■ Task to carry out:
Convert the material into a Markdown table with two columns, Row and Line. Number each line in Row, give its text in Line, and leave out any blank lines.

══ Provided entries

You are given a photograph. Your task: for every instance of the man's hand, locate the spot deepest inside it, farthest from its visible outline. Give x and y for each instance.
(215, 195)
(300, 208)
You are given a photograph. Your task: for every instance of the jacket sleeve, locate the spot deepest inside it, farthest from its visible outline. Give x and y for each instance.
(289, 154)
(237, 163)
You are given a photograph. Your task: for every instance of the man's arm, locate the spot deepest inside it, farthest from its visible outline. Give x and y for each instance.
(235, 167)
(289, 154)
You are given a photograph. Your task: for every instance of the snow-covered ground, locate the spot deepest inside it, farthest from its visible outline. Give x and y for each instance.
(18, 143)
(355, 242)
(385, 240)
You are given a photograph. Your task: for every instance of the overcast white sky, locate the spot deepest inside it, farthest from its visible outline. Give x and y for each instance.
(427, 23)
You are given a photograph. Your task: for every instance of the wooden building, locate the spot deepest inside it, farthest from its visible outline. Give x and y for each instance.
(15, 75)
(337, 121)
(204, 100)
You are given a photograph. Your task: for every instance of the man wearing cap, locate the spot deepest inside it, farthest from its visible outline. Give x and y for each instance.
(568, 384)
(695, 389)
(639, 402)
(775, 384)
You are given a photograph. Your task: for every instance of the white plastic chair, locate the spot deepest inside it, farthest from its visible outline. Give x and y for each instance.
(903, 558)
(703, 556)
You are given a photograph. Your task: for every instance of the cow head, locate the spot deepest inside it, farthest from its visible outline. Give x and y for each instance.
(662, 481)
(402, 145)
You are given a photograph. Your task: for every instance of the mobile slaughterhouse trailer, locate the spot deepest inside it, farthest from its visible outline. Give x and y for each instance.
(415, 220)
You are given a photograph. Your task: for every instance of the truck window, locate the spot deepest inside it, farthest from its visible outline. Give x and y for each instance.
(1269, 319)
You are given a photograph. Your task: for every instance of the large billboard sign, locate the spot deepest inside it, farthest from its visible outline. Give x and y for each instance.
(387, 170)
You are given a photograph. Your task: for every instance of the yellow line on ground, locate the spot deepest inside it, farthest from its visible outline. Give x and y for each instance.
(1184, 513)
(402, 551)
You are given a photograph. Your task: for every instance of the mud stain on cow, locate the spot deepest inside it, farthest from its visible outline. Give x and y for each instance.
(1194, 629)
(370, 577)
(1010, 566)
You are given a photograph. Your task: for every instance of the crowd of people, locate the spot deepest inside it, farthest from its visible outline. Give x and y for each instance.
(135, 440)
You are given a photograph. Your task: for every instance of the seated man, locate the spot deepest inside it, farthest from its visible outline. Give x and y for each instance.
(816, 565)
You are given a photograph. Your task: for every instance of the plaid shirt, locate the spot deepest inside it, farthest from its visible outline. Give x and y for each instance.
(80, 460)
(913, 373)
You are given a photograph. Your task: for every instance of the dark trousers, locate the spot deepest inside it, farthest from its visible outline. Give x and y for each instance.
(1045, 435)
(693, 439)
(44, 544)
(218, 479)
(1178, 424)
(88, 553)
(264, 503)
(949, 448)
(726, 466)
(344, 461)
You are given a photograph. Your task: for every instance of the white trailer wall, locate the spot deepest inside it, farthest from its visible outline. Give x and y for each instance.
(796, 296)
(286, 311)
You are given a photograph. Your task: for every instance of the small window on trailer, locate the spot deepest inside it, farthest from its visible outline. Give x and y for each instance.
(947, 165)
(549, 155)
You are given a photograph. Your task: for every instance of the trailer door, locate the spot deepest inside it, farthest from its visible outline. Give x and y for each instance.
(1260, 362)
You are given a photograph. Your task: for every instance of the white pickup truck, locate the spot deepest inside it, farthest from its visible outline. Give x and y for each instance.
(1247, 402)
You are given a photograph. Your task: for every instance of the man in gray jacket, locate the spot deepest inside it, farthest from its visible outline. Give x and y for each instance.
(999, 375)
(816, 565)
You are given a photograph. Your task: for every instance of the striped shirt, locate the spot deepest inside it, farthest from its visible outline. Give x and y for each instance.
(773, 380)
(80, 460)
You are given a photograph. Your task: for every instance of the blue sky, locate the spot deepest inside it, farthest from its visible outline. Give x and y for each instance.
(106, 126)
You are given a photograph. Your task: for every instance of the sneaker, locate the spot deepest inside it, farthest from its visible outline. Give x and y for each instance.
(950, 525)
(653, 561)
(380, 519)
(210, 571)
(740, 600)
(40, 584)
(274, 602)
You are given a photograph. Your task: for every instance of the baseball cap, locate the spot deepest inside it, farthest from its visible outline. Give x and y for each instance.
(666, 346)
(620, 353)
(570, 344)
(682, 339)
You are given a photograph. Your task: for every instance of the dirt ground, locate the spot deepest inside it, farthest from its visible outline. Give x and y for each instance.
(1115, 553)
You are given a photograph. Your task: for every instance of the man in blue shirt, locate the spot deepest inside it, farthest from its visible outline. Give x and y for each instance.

════

■ Output of the exercise:
| Row | Line |
|---|---|
| 1 | You are given a photograph. Your task: for every instance of the man's hand, locate the spot deepest inside it, farthest from its visible outline. Give x and y for each instance. |
| 2 | (215, 195) |
| 3 | (300, 208) |
| 4 | You are given a photograph. Your task: for every instance of the jacket sleeve, locate the spot deepest inside it, farthest from its visible outline. Give x and y for each instance. |
| 5 | (289, 154) |
| 6 | (237, 163) |
| 7 | You are given a photograph. Your task: for every instance of the man's arm, locate the spot deepest inside it, farthest from its visible outline. Give x and y for each instance. |
| 8 | (235, 167) |
| 9 | (289, 154) |
| 10 | You are given a photograph. Your task: for every instance of the snow-covered ground, locate the spot deepest inside it, farthest from its visible outline. Give x and y for each instance. |
| 11 | (18, 143) |
| 12 | (355, 242) |
| 13 | (385, 240) |
| 14 | You are given a photograph. Your task: for every instance of the overcast white sky, locate the spot deepest inside it, farthest from its visible outline. Give x and y for each instance. |
| 15 | (427, 23) |
| 16 | You are given a photograph. Your task: for every instance of the wooden building, locate the spot deepest inside it, farthest from its visible outline. Give x and y for each instance. |
| 17 | (15, 75) |
| 18 | (337, 121) |
| 19 | (204, 100) |
| 20 | You are given a photograph. Your task: for every instance of the man wearing cap, locate the spot deepest inside it, farthest from its visible outline. Give x and y for each instance. |
| 21 | (568, 384) |
| 22 | (695, 389) |
| 23 | (639, 402) |
| 24 | (775, 384) |
| 25 | You are given a photograph. Your task: for every instance of the white plastic chair, locate the spot deepest inside it, farthest from its visible outline. Give x and y for each instance. |
| 26 | (903, 558) |
| 27 | (703, 556) |
| 28 | You are given a photograph. Your task: for every instance of the cow head, locate the spot deepest inside it, farthest from its visible outline. Give x and y for each instance. |
| 29 | (662, 481) |
| 30 | (402, 145) |
| 31 | You are given a photograph. Your task: for every instance of the mobile slaughterhouse trailer, locate the spot deepest inside it, farthest from its visible outline. Give x and y for each instance. |
| 32 | (415, 220) |
| 33 | You are given a photograph. Your task: for every instance of the truck window, locate the spot deepest inside it, farthest from its visible outline. Give x and y for each instance. |
| 34 | (1269, 319) |
| 35 | You are given a photograph. Your task: for every instance of the large billboard sign, locate the spot deepest inside it, farthest from its visible outline. Give x and y for each instance. |
| 36 | (387, 170) |
| 37 | You are given a photograph. Your task: for every instance of the yellow line on ground, locate the spot deepest inside it, farthest from its visible outline. Give x and y for each instance. |
| 38 | (1184, 513) |
| 39 | (402, 551) |
| 40 | You are given a photograph. Your task: for every instance of the mud stain on cow, locate the spot deepest inside it, farthest from its visible outline. Give x and y for each instance. |
| 41 | (1194, 629) |
| 42 | (370, 577) |
| 43 | (1010, 566) |
| 44 | You are given a photograph. Your task: for every instance of the crowd of people, locate the spot deepest inside it, farthest from its visible outline. Give x and y for each instance. |
| 45 | (135, 440) |
| 46 | You are given a photograph. Your task: for every instance of the seated man, locate the spot deepest inside it, farthest from its visible outline. Give x and y for each instance. |
| 47 | (816, 565) |
| 48 | You are given a photograph. Your task: for every instance of the plaid shirt, locate the spot deepest inside it, farthest from its visible outline. Give x and y for each instance. |
| 49 | (80, 460) |
| 50 | (913, 373) |
| 51 | You are given a photograph. Your task: for every instance of the dark trousers, locate the spot deepest inside it, farthest from its visible outline. Give x and y for each instance. |
| 52 | (1045, 435) |
| 53 | (693, 439) |
| 54 | (44, 544) |
| 55 | (218, 479) |
| 56 | (1178, 424) |
| 57 | (88, 553) |
| 58 | (264, 503) |
| 59 | (949, 448) |
| 60 | (726, 466) |
| 61 | (344, 461) |
| 62 | You are given a photograph. Your task: for every instance of the white trailer wall, locate the spot deepest inside it, farthest from its visible outline. Give x and y for each instance. |
| 63 | (796, 296) |
| 64 | (286, 311) |
| 65 | You are given a photograph. Your task: for every instance of the small window on trailer, locate the spot deepest inside it, farthest from its visible outline. Give x and y for each instance. |
| 66 | (947, 165) |
| 67 | (549, 155) |
| 68 | You are given a photograph. Your task: for every instance of the trailer door, locate the spot deepest inside it, farthest from its visible outline. Give x and y for each instance. |
| 69 | (1260, 362) |
| 70 | You are given a photograph. Your task: for every instance of the white pickup truck, locate the spot deepest inside it, farthest from its visible outline. Give x and y for each instance. |
| 71 | (1247, 402) |
| 72 | You are given a photograph. Your task: for every instance of the man in gray jacket, locate the spot deepest inside it, farthest from its visible outline. Give x and y for each instance. |
| 73 | (999, 375) |
| 74 | (816, 565) |
| 75 | You are given a photograph. Your task: for every instance of the striped shirt, locate the spot deepest inside it, farthest from its visible outline. Give x and y for each instance. |
| 76 | (773, 380) |
| 77 | (80, 460) |
| 78 | You are given a photograph. Your task: for every instance of the blue sky, locate the spot deepest inside it, farthest from its visible outline. Give x and y for each instance. |
| 79 | (106, 126) |
| 80 | You are given a photograph. Your task: for every instance of the sneaker, locate the spot deepest inside it, farthest from its visible outline. Give x and y for each instance. |
| 81 | (950, 525) |
| 82 | (653, 561) |
| 83 | (380, 519) |
| 84 | (210, 571) |
| 85 | (740, 600) |
| 86 | (40, 584) |
| 87 | (274, 602) |
| 88 | You are given a photograph. Your task: for every instance of the baseball cap, locate the spot deepest inside it, farthest from its visible outline. Give x and y for each instance. |
| 89 | (666, 346) |
| 90 | (620, 353) |
| 91 | (570, 344) |
| 92 | (682, 339) |
| 93 | You are given a photograph. Your task: for every instance of the dirt ground, locate the spot deepest inside it, farthest from its visible outline. Give x and y for each instance. |
| 94 | (1115, 553) |
| 95 | You are given a photograph. Your task: for every instance of the man in blue shirt, locate the spot deepest inside it, farthest from its visible outline. Give x and y for each instance. |